— Start Records for the exercise —
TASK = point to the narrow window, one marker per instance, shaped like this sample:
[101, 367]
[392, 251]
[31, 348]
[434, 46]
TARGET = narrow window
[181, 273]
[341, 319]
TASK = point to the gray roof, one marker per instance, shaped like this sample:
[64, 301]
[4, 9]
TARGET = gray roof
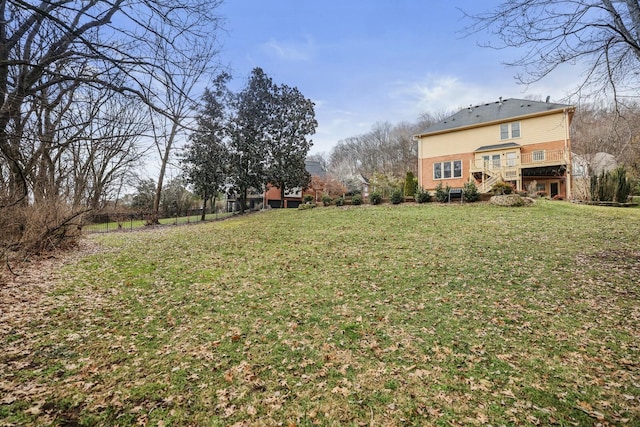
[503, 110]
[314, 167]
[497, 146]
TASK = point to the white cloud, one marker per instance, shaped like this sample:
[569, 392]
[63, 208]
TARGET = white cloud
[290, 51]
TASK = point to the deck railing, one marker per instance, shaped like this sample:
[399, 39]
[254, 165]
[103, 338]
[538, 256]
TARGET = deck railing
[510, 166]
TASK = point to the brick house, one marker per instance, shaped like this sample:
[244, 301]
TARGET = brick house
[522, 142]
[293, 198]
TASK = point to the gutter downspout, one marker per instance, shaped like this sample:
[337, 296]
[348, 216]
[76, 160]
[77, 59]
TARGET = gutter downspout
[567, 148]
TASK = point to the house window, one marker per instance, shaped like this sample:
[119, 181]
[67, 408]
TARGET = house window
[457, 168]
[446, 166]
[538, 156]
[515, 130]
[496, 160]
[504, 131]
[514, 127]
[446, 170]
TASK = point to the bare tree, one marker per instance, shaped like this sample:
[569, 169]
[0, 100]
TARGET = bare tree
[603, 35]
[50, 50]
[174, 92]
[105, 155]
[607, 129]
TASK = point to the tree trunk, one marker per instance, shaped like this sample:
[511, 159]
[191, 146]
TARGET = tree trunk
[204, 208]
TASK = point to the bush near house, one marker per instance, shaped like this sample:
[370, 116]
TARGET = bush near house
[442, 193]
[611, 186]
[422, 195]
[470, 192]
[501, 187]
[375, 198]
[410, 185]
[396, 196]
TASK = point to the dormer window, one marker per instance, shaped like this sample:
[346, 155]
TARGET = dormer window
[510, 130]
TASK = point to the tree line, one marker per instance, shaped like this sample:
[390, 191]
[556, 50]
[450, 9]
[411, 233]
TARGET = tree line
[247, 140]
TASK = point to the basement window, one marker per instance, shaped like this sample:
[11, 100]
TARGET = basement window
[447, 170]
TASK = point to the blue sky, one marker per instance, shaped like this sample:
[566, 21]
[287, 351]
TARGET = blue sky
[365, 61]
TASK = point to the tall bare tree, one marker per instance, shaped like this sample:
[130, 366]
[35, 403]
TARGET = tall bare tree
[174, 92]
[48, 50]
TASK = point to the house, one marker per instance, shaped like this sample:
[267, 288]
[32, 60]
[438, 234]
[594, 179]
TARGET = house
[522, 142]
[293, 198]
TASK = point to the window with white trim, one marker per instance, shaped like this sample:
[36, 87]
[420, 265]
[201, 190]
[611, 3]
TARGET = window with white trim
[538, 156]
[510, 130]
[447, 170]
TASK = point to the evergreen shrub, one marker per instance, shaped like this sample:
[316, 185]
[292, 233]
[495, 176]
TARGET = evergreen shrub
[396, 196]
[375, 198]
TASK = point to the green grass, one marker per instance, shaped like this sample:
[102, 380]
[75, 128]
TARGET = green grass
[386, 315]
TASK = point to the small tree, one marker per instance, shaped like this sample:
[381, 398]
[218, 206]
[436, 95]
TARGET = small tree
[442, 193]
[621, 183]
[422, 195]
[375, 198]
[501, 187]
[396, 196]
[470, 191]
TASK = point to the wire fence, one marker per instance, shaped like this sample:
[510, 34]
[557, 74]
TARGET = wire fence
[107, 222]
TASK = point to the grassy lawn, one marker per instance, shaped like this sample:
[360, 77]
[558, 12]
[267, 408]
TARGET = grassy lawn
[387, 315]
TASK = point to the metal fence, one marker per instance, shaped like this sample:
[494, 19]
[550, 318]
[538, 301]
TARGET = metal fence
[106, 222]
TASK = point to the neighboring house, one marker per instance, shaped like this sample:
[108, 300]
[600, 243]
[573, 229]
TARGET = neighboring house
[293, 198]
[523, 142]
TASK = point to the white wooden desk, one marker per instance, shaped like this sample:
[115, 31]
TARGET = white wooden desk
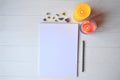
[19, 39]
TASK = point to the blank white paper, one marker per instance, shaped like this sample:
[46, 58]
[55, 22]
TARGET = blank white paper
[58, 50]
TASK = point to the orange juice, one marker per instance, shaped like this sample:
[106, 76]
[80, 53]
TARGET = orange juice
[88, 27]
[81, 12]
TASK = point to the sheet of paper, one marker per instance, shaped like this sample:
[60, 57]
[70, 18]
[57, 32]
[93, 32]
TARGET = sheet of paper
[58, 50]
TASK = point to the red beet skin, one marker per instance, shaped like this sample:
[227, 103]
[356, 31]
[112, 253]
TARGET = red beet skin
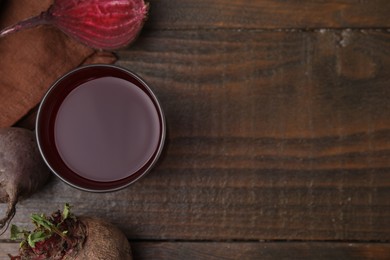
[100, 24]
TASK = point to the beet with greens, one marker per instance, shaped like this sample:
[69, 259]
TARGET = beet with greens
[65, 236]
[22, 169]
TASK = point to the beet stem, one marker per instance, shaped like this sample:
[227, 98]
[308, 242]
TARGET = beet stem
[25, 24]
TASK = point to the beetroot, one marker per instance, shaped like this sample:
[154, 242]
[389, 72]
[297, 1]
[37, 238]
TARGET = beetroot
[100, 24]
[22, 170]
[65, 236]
— End Records for the exercise —
> **Requirements**
Copy out the records verbatim, starting at the line that contains "TASK = point to the beet stem, one" and ending at the last line of the records, both ends included.

> **Answer in full**
TASK = point to the beet stem, one marker per instance, shaped like this sample:
[227, 98]
[308, 242]
TARGET = beet stem
[25, 24]
TASK = point to the beetroot, one marker per instance, shaped like this sample:
[154, 242]
[389, 72]
[297, 1]
[37, 238]
TARGET = beetroot
[100, 24]
[22, 170]
[65, 236]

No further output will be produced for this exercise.